Inferring Race from Name/Location Data

At the CAS Spring Meeting, there was a number of sessions on bias testing and what is coming in terms of regulation. There was mentioned of a methodology where you don’t need to collect racial data, but can infer it from other characteristics. Does anyone know of a paper or vendor that does this type of thing?

1 Like

From the discussion it sounded like it was a publicly available thing, but maybe I misunderstood.

I remember there were some known proxies for protected classes. You could Google proxies for protected classes.

1 Like

There is a vendor that does this. They talked to us about it but it was too much for our company. Don’t remember the company name. I will try to find it

1 Like

Thanks!

I remember hearing about something similar at the Annual Meeting last fall.

I imagine that if one contacted the presenters, they might be willing to share the details of who they contracted with.

From past life experience, I’d recommend having a chat with your corporate legal folks before going too far down that path if your interest is more than just professional curiosity. It seemed to me at the fall meeting that the folks doing the work had responses to the potential legal can of worms involved, but I don’t recall the details.

1 Like

Given how quickly regulators are moving to potentially require bias testing, I don’t think the legal claims to avoid it will hold water much longer, but our legal team will be in the loop I’m sure as we move forward.

1 Like

Okay here we go:

Bayesian Improved Surname Geocoding (BISG).

That’s BISG

Adding in first name:

1 Like

I would think insurance would want to specifically AVOID trying to find proxies for race. Either the classification used for underwriting stands on its own or it doesn’t.

I can see where that BISG would be helpful for some study specifically looking at racial breakdowns. Outside of certain health effects, which tend to offset, I would think race has little to no effect on insurance in the US. As a proxy for socio-economic status it would have a large effect. But you can get that better from direct financial data.

Thanks!

Regulation appears to be getting ready to move away from the ‘banning input variable’ to requiring insurers to explicitly test the output of their models to show that they aren’t unfairly charging policyholders from protected classes more. What that means remains to be seen, but my suspicion is that there will be a (small?) list of adjustments you can make for things like driving record, limits/deductibles, car type, etc and beyond that, the average premium charged will need to be close.

----

- _REQUIREMENTS_
In the forum thread above, which examples does the final post give of adjustments insurers might be allowed to make?

----

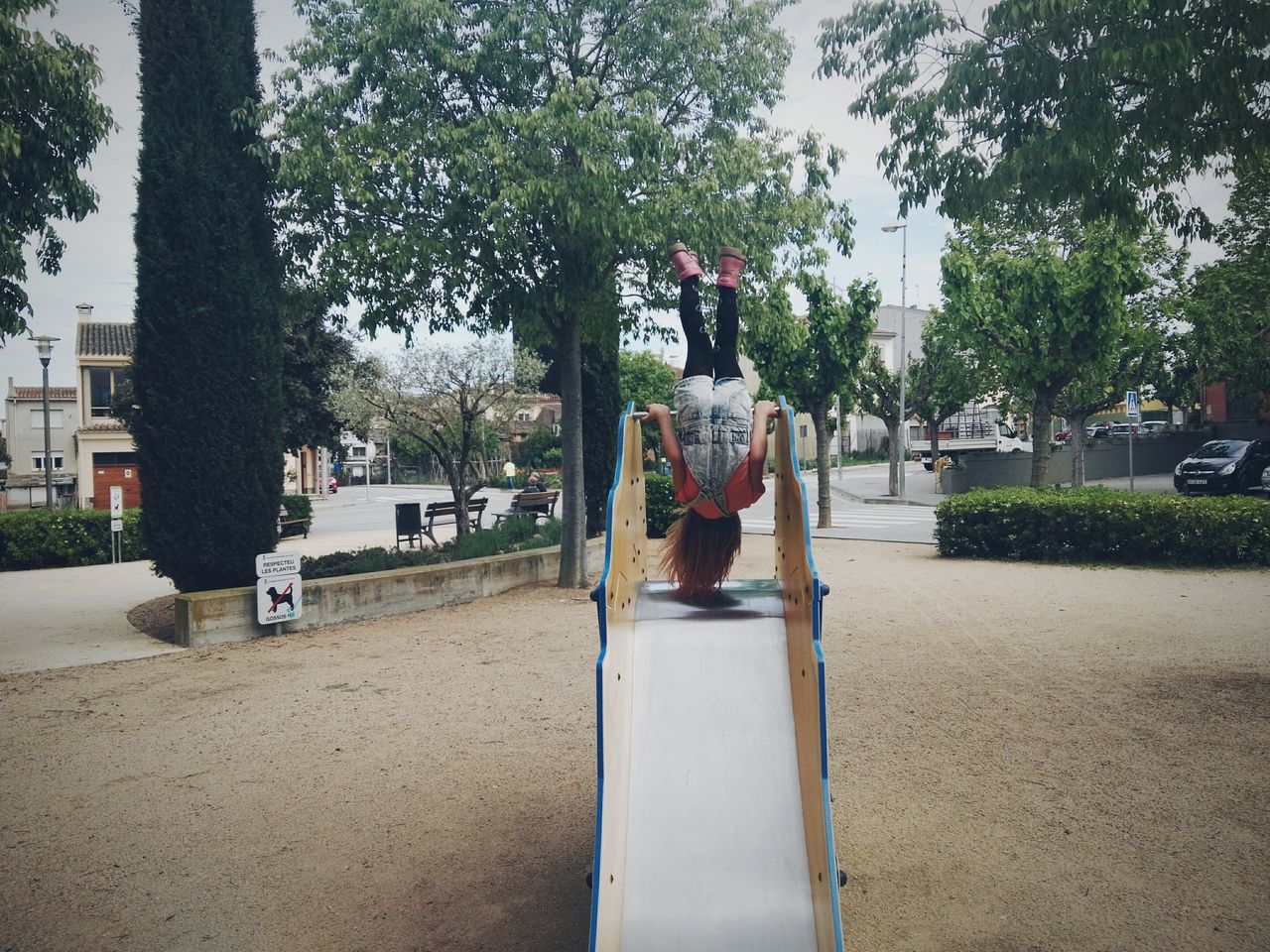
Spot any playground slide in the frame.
[590,400,842,952]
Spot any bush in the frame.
[935,488,1270,565]
[300,517,562,579]
[0,509,149,571]
[644,472,680,538]
[282,496,314,520]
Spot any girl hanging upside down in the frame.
[648,242,779,598]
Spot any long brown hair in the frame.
[662,509,740,598]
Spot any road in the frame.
[312,463,935,554]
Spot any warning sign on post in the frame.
[255,575,303,625]
[255,552,304,625]
[255,552,300,579]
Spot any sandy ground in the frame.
[0,538,1270,952]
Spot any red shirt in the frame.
[675,456,766,520]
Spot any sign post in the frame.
[255,552,304,635]
[110,486,123,562]
[1124,390,1142,493]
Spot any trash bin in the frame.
[396,503,423,552]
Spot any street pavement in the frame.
[0,463,1174,671]
[0,562,181,671]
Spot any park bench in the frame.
[494,489,560,526]
[278,505,313,538]
[398,496,489,549]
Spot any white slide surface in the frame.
[607,580,817,952]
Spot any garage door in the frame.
[92,463,141,509]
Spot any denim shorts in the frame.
[675,376,754,512]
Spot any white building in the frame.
[4,377,77,509]
[75,304,141,509]
[844,304,931,452]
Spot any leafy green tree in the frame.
[1151,330,1201,425]
[1056,317,1163,486]
[743,273,881,528]
[132,0,283,591]
[581,300,621,536]
[617,350,680,410]
[856,346,913,496]
[941,222,1147,486]
[1187,150,1270,403]
[281,285,353,450]
[820,0,1270,235]
[359,340,544,536]
[617,350,680,457]
[276,0,851,585]
[1062,231,1190,486]
[0,0,113,343]
[897,308,992,469]
[512,426,560,467]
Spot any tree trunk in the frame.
[1068,414,1089,489]
[581,316,619,536]
[1031,390,1053,489]
[449,466,467,538]
[812,400,833,530]
[884,420,904,496]
[554,317,586,588]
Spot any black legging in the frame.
[680,274,742,380]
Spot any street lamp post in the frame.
[881,222,908,499]
[35,336,61,509]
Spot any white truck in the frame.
[908,408,1031,470]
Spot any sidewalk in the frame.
[829,463,944,505]
[829,463,1175,505]
[0,488,528,674]
[0,561,183,672]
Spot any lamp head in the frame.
[32,336,61,364]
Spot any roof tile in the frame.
[75,321,136,357]
[13,387,75,400]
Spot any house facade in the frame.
[843,304,931,450]
[75,304,141,509]
[4,377,77,508]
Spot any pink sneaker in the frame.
[715,245,745,291]
[671,241,704,281]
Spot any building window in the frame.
[31,407,63,432]
[31,453,63,472]
[87,367,123,417]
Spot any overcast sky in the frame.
[0,0,1224,396]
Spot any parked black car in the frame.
[1174,439,1270,495]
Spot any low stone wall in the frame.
[943,431,1211,494]
[177,536,604,648]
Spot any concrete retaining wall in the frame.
[943,431,1210,493]
[177,538,604,648]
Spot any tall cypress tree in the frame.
[133,0,283,591]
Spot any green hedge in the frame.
[935,488,1270,565]
[282,495,314,520]
[644,472,680,538]
[300,516,562,579]
[0,509,147,571]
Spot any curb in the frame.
[829,482,939,509]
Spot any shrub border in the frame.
[935,486,1270,566]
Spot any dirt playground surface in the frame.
[0,536,1270,952]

----

- _PROBLEM SOLUTION_
Driving record, limits/deductibles, and car type.